Brief
Search the data below for the word "above" and report how many lines contain it, with no added words.
******************************
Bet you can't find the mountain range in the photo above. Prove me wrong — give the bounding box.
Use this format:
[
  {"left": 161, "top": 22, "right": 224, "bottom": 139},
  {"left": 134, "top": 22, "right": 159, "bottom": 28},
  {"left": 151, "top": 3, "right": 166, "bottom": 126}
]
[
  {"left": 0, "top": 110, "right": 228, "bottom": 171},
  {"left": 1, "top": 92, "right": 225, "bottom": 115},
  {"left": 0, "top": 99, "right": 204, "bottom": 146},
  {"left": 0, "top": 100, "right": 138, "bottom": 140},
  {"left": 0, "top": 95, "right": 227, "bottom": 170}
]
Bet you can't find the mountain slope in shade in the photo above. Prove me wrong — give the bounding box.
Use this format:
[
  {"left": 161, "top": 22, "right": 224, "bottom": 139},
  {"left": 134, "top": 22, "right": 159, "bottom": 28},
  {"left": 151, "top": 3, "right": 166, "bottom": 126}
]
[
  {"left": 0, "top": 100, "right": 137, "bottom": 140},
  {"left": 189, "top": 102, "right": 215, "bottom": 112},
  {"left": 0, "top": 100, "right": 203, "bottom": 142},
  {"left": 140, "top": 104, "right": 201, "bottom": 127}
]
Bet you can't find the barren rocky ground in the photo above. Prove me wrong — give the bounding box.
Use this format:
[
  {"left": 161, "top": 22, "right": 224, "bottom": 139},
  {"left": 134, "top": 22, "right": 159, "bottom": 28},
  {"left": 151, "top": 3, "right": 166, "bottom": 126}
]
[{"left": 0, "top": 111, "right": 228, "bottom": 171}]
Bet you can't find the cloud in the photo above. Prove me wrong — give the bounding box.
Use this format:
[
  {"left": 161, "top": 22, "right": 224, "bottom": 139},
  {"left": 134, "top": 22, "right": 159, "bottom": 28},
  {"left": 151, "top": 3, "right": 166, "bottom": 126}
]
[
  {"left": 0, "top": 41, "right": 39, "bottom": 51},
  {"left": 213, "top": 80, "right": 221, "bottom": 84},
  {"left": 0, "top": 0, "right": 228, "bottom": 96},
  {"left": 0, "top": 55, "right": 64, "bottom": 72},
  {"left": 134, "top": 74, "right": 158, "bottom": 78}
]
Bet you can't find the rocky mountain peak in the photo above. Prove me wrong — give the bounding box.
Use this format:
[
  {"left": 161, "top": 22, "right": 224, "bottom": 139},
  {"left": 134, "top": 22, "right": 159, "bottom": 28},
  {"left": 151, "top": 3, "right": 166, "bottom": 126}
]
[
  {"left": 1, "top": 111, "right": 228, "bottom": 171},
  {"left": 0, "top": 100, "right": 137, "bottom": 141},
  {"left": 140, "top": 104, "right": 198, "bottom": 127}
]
******************************
Response to the exercise
5